— What is needed —
Lay out the entries below as a Markdown table with the columns Row and Line. Include only the lines from the one containing "Please point out the staircase" through the end of the entries, number each line, and leave out blank lines.

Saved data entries
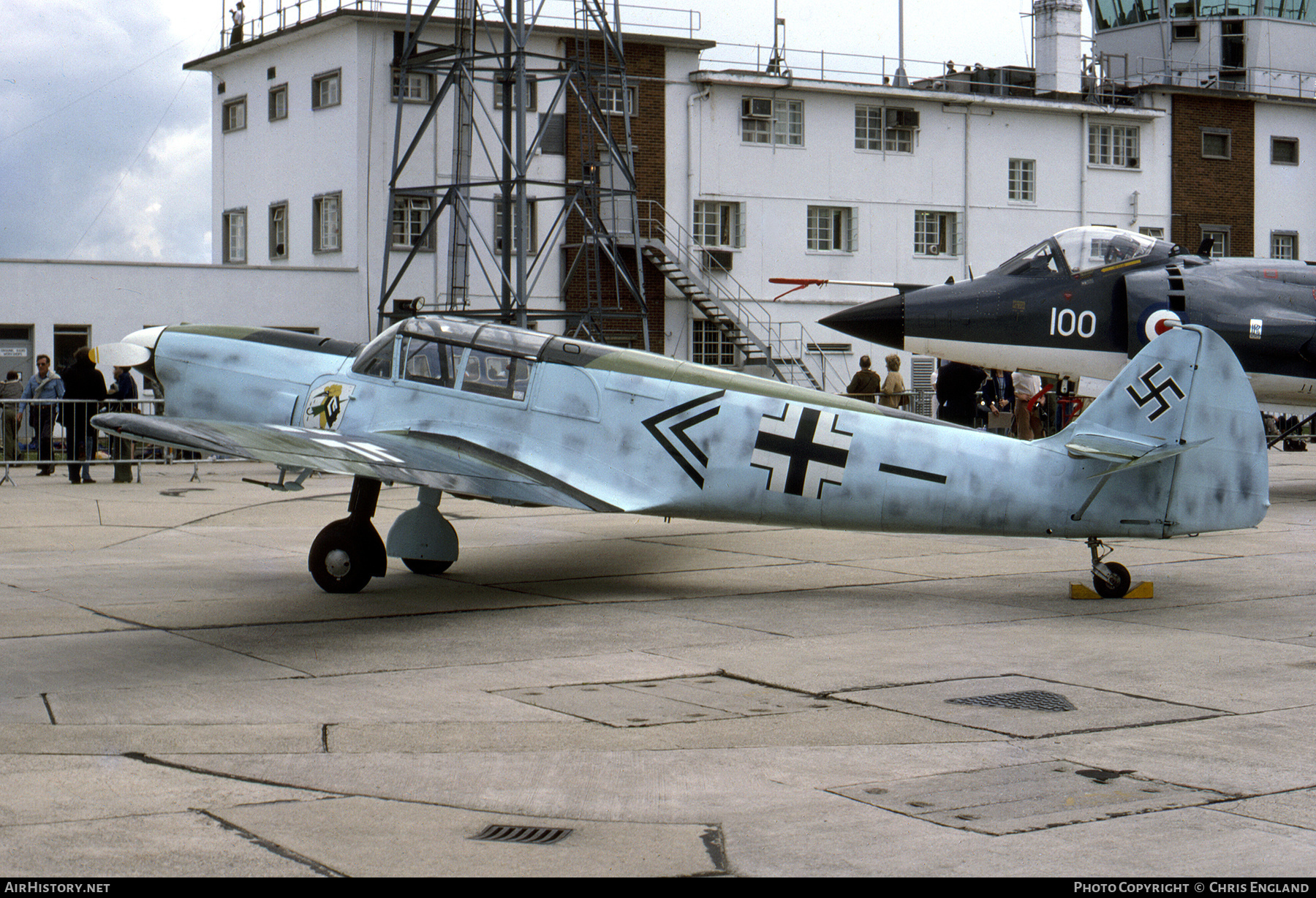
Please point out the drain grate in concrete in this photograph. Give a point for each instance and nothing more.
(682, 700)
(1026, 707)
(1032, 700)
(1026, 797)
(523, 835)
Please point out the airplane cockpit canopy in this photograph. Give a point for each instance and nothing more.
(1078, 251)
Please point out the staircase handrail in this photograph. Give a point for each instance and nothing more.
(657, 223)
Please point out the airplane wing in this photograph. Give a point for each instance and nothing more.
(432, 460)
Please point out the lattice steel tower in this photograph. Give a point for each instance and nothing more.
(577, 97)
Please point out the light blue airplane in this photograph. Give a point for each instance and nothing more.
(1173, 447)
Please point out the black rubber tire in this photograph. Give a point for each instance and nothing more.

— Result below —
| Row | Line |
|---|---|
| 1 | Please point out the staircase handrail in this photograph. Give a point for each instance and nothing more. |
| 2 | (657, 223) |
| 3 | Please point out the airplane wing in this photograph. Give a point for each instance and nothing more. |
| 4 | (432, 460) |
| 5 | Please point out the lattice steel tower in this photograph. Give a point for each instance and nothing more. |
| 6 | (577, 97) |
| 7 | Please point out the light blue airplane in this photograph. Give a point for each instance and nothing more. |
| 8 | (1173, 447) |
| 9 | Please point out the black rubber tire in this photograph. Give a point for each instance and nothing more. |